* RAW DATA:
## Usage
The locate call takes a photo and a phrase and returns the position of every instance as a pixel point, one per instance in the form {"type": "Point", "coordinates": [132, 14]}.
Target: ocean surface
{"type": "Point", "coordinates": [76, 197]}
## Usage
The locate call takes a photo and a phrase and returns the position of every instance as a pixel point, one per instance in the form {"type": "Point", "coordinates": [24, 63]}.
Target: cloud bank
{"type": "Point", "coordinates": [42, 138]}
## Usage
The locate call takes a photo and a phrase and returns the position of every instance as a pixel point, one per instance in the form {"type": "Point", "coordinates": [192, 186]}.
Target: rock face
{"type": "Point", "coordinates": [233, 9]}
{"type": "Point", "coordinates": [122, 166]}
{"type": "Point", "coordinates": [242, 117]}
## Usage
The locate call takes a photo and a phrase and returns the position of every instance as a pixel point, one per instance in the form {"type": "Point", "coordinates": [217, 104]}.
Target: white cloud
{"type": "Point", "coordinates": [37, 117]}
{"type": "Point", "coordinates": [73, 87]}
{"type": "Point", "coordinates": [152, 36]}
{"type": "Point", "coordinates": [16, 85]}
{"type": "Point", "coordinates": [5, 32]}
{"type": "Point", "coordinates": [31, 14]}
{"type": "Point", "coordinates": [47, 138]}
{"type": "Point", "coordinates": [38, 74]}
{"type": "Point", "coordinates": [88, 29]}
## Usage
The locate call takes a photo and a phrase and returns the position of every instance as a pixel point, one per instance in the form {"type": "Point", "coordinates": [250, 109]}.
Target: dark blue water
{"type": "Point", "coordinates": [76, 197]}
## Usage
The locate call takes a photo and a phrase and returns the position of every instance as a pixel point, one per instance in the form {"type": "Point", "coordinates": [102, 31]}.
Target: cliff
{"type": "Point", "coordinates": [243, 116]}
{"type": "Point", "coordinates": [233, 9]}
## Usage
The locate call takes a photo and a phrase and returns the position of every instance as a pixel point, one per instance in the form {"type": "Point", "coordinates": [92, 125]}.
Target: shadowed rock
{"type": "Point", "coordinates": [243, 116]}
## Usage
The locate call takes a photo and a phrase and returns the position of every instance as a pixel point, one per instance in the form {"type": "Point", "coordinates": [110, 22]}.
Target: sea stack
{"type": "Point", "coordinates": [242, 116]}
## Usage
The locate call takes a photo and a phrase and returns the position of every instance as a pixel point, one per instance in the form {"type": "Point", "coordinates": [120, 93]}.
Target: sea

* TASK DESCRIPTION:
Every line of the data above belongs in the answer, unchanged.

* OUTPUT:
## Usage
The locate call takes a photo and a phrase and returns the position of every instance as a pixel point, one per instance in the form {"type": "Point", "coordinates": [132, 14]}.
Target: ocean surface
{"type": "Point", "coordinates": [76, 197]}
## Usage
The locate call takes a photo and a phrase and returns the position of every instance as a pixel point, one per instance in the form {"type": "Point", "coordinates": [24, 63]}.
Target: cloud bank
{"type": "Point", "coordinates": [42, 138]}
## Usage
The locate call takes a photo and a phrase and returns the position of every instance as a pixel point, one per instance in the form {"type": "Point", "coordinates": [192, 186]}.
Target: rock face
{"type": "Point", "coordinates": [233, 9]}
{"type": "Point", "coordinates": [122, 166]}
{"type": "Point", "coordinates": [242, 117]}
## Usage
The locate call takes a photo and a phrase and returns the position of every instance as a pixel point, one per instance in the form {"type": "Point", "coordinates": [217, 104]}.
Target: white cloud
{"type": "Point", "coordinates": [37, 117]}
{"type": "Point", "coordinates": [73, 87]}
{"type": "Point", "coordinates": [152, 36]}
{"type": "Point", "coordinates": [16, 85]}
{"type": "Point", "coordinates": [5, 32]}
{"type": "Point", "coordinates": [31, 14]}
{"type": "Point", "coordinates": [47, 138]}
{"type": "Point", "coordinates": [38, 74]}
{"type": "Point", "coordinates": [88, 29]}
## Usage
The locate call takes a photo and a phrase and returns the position of every instance as a pixel point, one per instance in the form {"type": "Point", "coordinates": [250, 109]}.
Target: dark blue water
{"type": "Point", "coordinates": [76, 197]}
## Usage
The locate call takes a photo and a phrase and returns the position of every instance as a pixel point, one per instance in the form {"type": "Point", "coordinates": [102, 31]}.
Target: cliff
{"type": "Point", "coordinates": [243, 116]}
{"type": "Point", "coordinates": [233, 9]}
## Usage
The locate call takes a photo and a phrase and returns the position of every instance as a pixel point, one per instance in the form {"type": "Point", "coordinates": [92, 125]}.
Target: shadowed rock
{"type": "Point", "coordinates": [243, 116]}
## Usage
The locate call takes a photo and a phrase and returns the position of every instance as a pixel point, one per instance in the form {"type": "Point", "coordinates": [110, 22]}.
Target: sea stack
{"type": "Point", "coordinates": [242, 116]}
## Usage
The locate call takes a photo and a phrase and returns the position of every instance as a pixel point, one per instance in the form {"type": "Point", "coordinates": [120, 93]}.
Target: sea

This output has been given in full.